# [Source document]
In accordance with Article II, Section 17 of the Maryland
Constitution, I have today vetoed Senate Bill 463.

This legislation would modify the provisions of Article 27, § 297
which pertain to the forfeiture of vehicles and other conveyances
used in drug trafficking activities. While this legislation
would appear to be designed to assist law enforcement efforts, in
practical effect this bill would hamper that effort by making the
forfeiture process substantially more difficult and cumbersome.
This is especially troublesome to me at a time when the State is
seeking methods to more aggressively combat the proliferation of
drugs in our society and the devastation it produces to the
health, safety and welfare of our citizens.

Existing Article 27, § 297(a)(4) provides that all conveyances
used or intended for use in violation of the controlled dangerous
substances laws are subject to seizure and forfeiture. The
procedures set out by § 297(f)(3) calls for the seizing officer
to refer the question of forfeiture to the chief law enforcement
officer who must personally review the case, and, using the
guidelines set forth in § 297(f)(1), decide whether to recommend
forfeiture to the State's Attorney. The State's Attorney must
then determine independently that forfeiture is justified before
a petition for forfeiture is filed with the Court.

# [Supplied information]
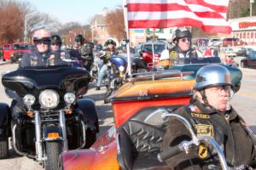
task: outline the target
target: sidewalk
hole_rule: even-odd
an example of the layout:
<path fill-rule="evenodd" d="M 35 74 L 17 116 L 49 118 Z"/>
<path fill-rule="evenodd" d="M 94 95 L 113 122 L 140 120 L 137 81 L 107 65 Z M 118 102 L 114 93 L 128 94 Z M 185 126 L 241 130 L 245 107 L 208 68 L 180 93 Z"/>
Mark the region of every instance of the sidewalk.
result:
<path fill-rule="evenodd" d="M 0 65 L 5 65 L 5 64 L 8 64 L 8 63 L 10 63 L 10 61 L 9 60 L 3 61 L 3 60 L 0 60 Z"/>

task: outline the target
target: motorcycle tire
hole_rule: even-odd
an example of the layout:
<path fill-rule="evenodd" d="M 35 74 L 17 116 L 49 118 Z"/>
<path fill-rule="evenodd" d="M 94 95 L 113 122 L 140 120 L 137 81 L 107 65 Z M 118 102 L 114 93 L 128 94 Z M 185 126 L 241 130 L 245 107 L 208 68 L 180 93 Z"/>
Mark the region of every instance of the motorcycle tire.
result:
<path fill-rule="evenodd" d="M 86 129 L 86 144 L 84 149 L 89 149 L 96 140 L 96 134 L 90 129 Z"/>
<path fill-rule="evenodd" d="M 61 143 L 57 141 L 46 142 L 45 150 L 47 160 L 45 170 L 55 170 L 59 167 L 59 156 L 61 153 Z"/>
<path fill-rule="evenodd" d="M 0 139 L 0 159 L 5 159 L 9 156 L 8 138 Z"/>

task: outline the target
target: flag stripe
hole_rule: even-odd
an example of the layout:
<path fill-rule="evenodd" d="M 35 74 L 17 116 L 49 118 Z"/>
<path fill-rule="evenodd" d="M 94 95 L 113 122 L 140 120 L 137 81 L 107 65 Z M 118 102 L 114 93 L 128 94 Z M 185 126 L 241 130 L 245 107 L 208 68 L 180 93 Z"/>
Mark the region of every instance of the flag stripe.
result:
<path fill-rule="evenodd" d="M 215 26 L 227 25 L 226 20 L 224 19 L 220 20 L 216 18 L 199 18 L 195 13 L 189 12 L 189 11 L 128 13 L 127 17 L 128 17 L 128 20 L 156 20 L 191 18 L 193 20 L 204 22 L 206 25 L 215 25 Z"/>
<path fill-rule="evenodd" d="M 161 8 L 163 7 L 163 8 Z M 189 12 L 193 12 L 199 17 L 202 18 L 219 18 L 223 19 L 223 15 L 220 14 L 219 13 L 216 13 L 214 11 L 211 11 L 209 8 L 199 8 L 198 6 L 191 6 L 192 10 L 189 7 L 185 6 L 181 6 L 181 5 L 172 5 L 172 4 L 168 4 L 166 6 L 160 7 L 159 4 L 155 4 L 154 6 L 148 6 L 148 4 L 143 5 L 143 4 L 138 4 L 137 7 L 136 6 L 131 6 L 131 11 L 129 10 L 129 13 L 134 13 L 134 14 L 138 14 L 137 12 L 160 12 L 163 14 L 166 14 L 166 12 L 170 13 L 172 11 L 189 11 Z M 136 9 L 136 10 L 134 10 Z M 151 14 L 152 13 L 148 14 Z"/>
<path fill-rule="evenodd" d="M 130 28 L 196 26 L 230 33 L 225 20 L 229 0 L 126 0 Z"/>
<path fill-rule="evenodd" d="M 184 25 L 184 22 L 187 23 Z M 195 26 L 201 27 L 208 33 L 227 33 L 231 31 L 230 26 L 204 26 L 199 20 L 183 18 L 183 19 L 169 19 L 161 20 L 129 20 L 128 24 L 131 27 L 145 28 L 145 26 L 154 26 L 154 28 L 166 28 L 173 26 Z M 152 27 L 152 26 L 150 26 Z"/>
<path fill-rule="evenodd" d="M 181 5 L 179 3 L 130 3 L 129 12 L 143 11 L 172 11 L 172 10 L 191 10 L 191 11 L 212 11 L 226 13 L 226 8 L 209 8 L 199 4 Z"/>

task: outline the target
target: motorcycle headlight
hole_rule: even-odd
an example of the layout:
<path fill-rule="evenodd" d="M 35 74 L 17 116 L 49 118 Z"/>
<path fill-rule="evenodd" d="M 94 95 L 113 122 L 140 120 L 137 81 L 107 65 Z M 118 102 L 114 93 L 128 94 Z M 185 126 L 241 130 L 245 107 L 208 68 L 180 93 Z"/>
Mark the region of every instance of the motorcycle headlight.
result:
<path fill-rule="evenodd" d="M 73 93 L 67 93 L 64 95 L 64 100 L 67 104 L 73 104 L 76 99 L 76 95 Z"/>
<path fill-rule="evenodd" d="M 125 67 L 124 66 L 119 66 L 119 71 L 125 71 Z"/>
<path fill-rule="evenodd" d="M 23 102 L 27 106 L 32 106 L 35 101 L 36 98 L 32 94 L 26 94 L 23 98 Z"/>
<path fill-rule="evenodd" d="M 44 90 L 39 95 L 39 103 L 43 109 L 55 108 L 59 101 L 59 94 L 55 90 Z"/>

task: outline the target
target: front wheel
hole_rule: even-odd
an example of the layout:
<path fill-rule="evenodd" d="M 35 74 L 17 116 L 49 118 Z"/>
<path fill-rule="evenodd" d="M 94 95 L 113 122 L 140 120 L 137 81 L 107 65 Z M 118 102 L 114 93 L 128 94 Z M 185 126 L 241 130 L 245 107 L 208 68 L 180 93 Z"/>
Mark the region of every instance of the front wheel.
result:
<path fill-rule="evenodd" d="M 0 159 L 7 158 L 9 156 L 8 138 L 0 139 Z"/>
<path fill-rule="evenodd" d="M 244 63 L 243 63 L 243 62 L 241 62 L 241 68 L 246 68 L 246 66 L 244 65 Z"/>
<path fill-rule="evenodd" d="M 86 129 L 86 144 L 84 149 L 90 148 L 96 139 L 96 133 L 90 128 Z"/>
<path fill-rule="evenodd" d="M 45 170 L 58 169 L 59 156 L 61 153 L 61 143 L 56 141 L 46 142 L 46 156 Z"/>

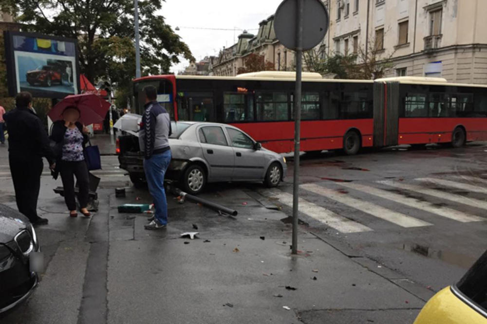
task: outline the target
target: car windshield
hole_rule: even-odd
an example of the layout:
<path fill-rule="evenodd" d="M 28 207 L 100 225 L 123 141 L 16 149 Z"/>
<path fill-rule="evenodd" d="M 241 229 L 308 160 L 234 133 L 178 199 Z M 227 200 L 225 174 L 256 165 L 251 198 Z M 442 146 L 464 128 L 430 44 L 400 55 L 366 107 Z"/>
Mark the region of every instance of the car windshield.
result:
<path fill-rule="evenodd" d="M 487 311 L 487 251 L 457 284 L 460 291 Z"/>
<path fill-rule="evenodd" d="M 169 137 L 169 138 L 177 138 L 187 129 L 187 127 L 191 126 L 191 124 L 189 123 L 182 123 L 181 122 L 171 122 L 171 129 L 172 130 L 172 134 Z"/>

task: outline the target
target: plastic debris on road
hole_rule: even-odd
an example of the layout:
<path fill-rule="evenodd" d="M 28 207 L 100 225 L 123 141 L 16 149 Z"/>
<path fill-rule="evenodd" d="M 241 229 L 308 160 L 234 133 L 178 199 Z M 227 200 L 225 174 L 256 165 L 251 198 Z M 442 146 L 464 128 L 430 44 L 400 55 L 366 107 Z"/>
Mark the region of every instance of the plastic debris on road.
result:
<path fill-rule="evenodd" d="M 192 240 L 194 240 L 195 237 L 197 237 L 196 235 L 199 234 L 197 232 L 187 232 L 186 233 L 183 233 L 181 234 L 181 237 L 183 238 L 187 238 L 189 237 Z"/>

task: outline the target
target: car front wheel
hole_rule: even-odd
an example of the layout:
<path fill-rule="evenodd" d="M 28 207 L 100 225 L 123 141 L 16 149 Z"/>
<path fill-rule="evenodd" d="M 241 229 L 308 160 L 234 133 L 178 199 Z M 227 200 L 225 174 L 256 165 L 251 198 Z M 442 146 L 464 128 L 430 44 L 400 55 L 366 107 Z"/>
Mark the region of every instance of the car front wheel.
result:
<path fill-rule="evenodd" d="M 190 195 L 197 195 L 205 188 L 206 175 L 205 169 L 198 164 L 187 167 L 181 180 L 183 190 Z"/>
<path fill-rule="evenodd" d="M 282 171 L 281 165 L 277 162 L 274 162 L 267 169 L 264 184 L 269 188 L 277 187 L 282 179 Z"/>

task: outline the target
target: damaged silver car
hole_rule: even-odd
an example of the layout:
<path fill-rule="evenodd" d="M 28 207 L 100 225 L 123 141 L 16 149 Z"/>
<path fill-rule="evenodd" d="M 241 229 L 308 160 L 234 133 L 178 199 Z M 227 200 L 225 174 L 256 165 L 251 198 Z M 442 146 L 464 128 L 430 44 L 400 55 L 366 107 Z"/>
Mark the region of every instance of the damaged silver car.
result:
<path fill-rule="evenodd" d="M 201 192 L 208 182 L 262 181 L 268 187 L 275 187 L 284 178 L 285 159 L 263 148 L 236 127 L 215 123 L 172 123 L 169 142 L 172 160 L 166 179 L 178 181 L 181 189 L 189 194 Z M 120 168 L 139 186 L 145 177 L 136 129 L 124 129 L 120 125 L 122 130 L 131 133 L 117 140 Z"/>

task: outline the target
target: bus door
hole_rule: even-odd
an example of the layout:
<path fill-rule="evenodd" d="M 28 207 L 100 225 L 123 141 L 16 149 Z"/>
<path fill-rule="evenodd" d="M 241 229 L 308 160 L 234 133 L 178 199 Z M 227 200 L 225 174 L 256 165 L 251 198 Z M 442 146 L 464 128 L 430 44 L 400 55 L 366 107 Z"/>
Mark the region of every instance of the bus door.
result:
<path fill-rule="evenodd" d="M 374 146 L 397 145 L 399 83 L 376 81 L 374 84 Z"/>
<path fill-rule="evenodd" d="M 179 120 L 195 122 L 215 120 L 212 92 L 180 92 L 178 93 L 178 101 Z"/>

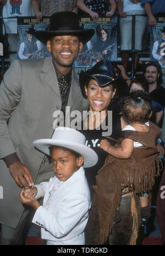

# [Problem details]
Do the following statements agree with the veto message? Answer yes or no for each, and quote the deciding words.
1. The message announces a veto of Senate Bill 463.
2. The bill would make the forfeiture process easier.
3. The State's Attorney may file a forfeiture petition on the chief law enforcement officer's recommendation alone.

# [Complete response]
1. Yes: "I have today vetoed Senate Bill 463."
2. No: "this bill would hamper that effort by making the forfeiture process substantially more difficult and cumbersome."
3. No: "The State's Attorney must then determine independently that forfeiture is justified before a petition for forfeiture is filed with the Court."